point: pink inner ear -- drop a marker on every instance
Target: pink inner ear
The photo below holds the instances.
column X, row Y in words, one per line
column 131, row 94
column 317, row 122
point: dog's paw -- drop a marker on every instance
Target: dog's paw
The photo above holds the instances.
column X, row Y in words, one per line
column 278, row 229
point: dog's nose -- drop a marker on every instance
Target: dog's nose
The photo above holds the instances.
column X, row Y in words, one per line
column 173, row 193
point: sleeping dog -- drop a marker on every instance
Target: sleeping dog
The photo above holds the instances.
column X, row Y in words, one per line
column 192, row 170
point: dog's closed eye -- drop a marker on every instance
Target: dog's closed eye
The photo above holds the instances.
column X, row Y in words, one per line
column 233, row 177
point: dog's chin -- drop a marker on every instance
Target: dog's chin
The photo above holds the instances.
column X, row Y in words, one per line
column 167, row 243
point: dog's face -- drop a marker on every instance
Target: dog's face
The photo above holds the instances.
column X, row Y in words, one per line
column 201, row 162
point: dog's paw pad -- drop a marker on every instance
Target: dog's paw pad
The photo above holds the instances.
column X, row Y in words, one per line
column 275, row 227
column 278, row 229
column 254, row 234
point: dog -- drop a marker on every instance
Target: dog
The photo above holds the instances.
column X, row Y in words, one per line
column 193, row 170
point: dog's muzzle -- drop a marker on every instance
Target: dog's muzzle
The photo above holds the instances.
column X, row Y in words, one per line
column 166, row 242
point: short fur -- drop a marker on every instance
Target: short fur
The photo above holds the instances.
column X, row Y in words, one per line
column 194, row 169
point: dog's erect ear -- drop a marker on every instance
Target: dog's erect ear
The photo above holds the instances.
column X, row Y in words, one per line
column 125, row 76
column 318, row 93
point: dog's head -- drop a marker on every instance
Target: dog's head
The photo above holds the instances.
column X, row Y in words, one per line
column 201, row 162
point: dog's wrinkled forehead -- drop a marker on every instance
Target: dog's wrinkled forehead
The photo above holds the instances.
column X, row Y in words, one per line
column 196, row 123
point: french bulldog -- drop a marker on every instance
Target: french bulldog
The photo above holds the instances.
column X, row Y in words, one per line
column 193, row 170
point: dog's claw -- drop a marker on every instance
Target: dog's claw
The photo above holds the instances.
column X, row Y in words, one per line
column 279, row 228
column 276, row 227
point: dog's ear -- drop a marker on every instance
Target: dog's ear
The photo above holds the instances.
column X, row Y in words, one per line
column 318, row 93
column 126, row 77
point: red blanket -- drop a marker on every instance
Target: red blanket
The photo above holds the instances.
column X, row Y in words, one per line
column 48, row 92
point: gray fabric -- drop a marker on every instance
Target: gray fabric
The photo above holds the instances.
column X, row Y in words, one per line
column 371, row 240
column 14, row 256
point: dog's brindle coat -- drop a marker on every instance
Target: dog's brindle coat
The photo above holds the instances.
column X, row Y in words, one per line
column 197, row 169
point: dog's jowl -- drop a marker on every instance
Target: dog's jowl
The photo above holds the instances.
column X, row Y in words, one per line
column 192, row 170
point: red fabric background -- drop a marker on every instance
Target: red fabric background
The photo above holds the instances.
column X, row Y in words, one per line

----

## How to complete this task
Exactly as given, repeat every record above.

## Your solution
point: pink inner ear -- drop a marker on every instance
Target: pink inner ear
The photo below holds the instances.
column X, row Y in words, one per line
column 131, row 94
column 317, row 122
point: dog's paw -- drop a marker on every instance
Target: dog's paw
The photo above holds the instances.
column X, row Y in words, one per line
column 278, row 229
point: dog's nose -- drop a marker on every instance
Target: dog's nose
The photo above holds the instances.
column X, row Y in words, one per line
column 173, row 193
point: sleeping dog -- drop a marker on every instance
Target: sleeping dog
The photo above holds the instances.
column X, row Y in words, one per line
column 192, row 170
point: dog's closed eye -- drop a marker on every instance
Target: dog's closed eye
The photo above holds the instances.
column X, row Y in words, one per line
column 233, row 177
point: dog's chin -- drop a marker on every instance
Target: dog's chin
The photo above holds the instances.
column X, row Y in words, one per line
column 167, row 243
point: dog's face -- drop a marker on every instance
Target: dog's face
The photo above holds the instances.
column X, row Y in words, one per line
column 201, row 162
point: dog's paw pad -- drop a marker on every instance
Target: dog's paw pad
The photo above holds the instances.
column X, row Y in words, one per line
column 275, row 227
column 278, row 229
column 254, row 234
point: dog -- drop a marker on every instance
Target: dog
The photo above holds the instances.
column X, row Y in words, one per line
column 193, row 170
point: dog's muzzle -- drop a marker on every instance
Target: dog's muzzle
The photo above holds the instances.
column X, row Y in words, one per line
column 166, row 242
point: short fur -- drop a marker on every instance
Target: short fur
The photo above holds the instances.
column X, row Y in words, one per line
column 194, row 169
point: dog's erect ear -- drop a marker on every instance
Target: dog's erect ear
The photo above holds the instances.
column X, row Y in words, one per line
column 125, row 76
column 318, row 93
point: dog's head -- drop a marker on every instance
Target: dog's head
The photo above holds the instances.
column X, row Y in words, one per line
column 201, row 162
point: dog's wrinkled forehead -- drop a marker on every instance
Target: dog's wrinkled forehead
The photo above holds the instances.
column X, row Y in words, one per line
column 196, row 123
point: french bulldog -- drop a marker on every instance
Target: french bulldog
The photo above holds the instances.
column X, row Y in words, one per line
column 193, row 170
point: dog's claw -- drop a marker on every instance
Target: dog's claw
The photo above holds the instances.
column X, row Y in words, one per line
column 279, row 228
column 276, row 227
point: dog's ear -- drop a marker on every instance
Target: dog's ear
The photo above holds the instances.
column X, row Y in words, one per line
column 318, row 93
column 126, row 77
point: red blanket -- drop a marker on every instance
Target: red blanket
The photo above holds the instances.
column X, row Y in words, one per line
column 48, row 92
point: gray fabric -- drop a marker on every instance
Target: gray fabric
The photo above holds the instances.
column X, row Y in words, one per line
column 371, row 240
column 14, row 256
point: dog's brindle coat -- drop a marker on every instance
Target: dog's brindle coat
The photo above holds the instances.
column X, row Y in words, one per line
column 197, row 169
point: dog's jowl -- drop a marker on every instance
Target: dog's jowl
The photo above holds the instances.
column X, row Y in words, one per line
column 192, row 170
point: red fabric background -- drop a marker on every instance
Target: red fabric background
The photo above holds the instances.
column X, row Y in words, one per line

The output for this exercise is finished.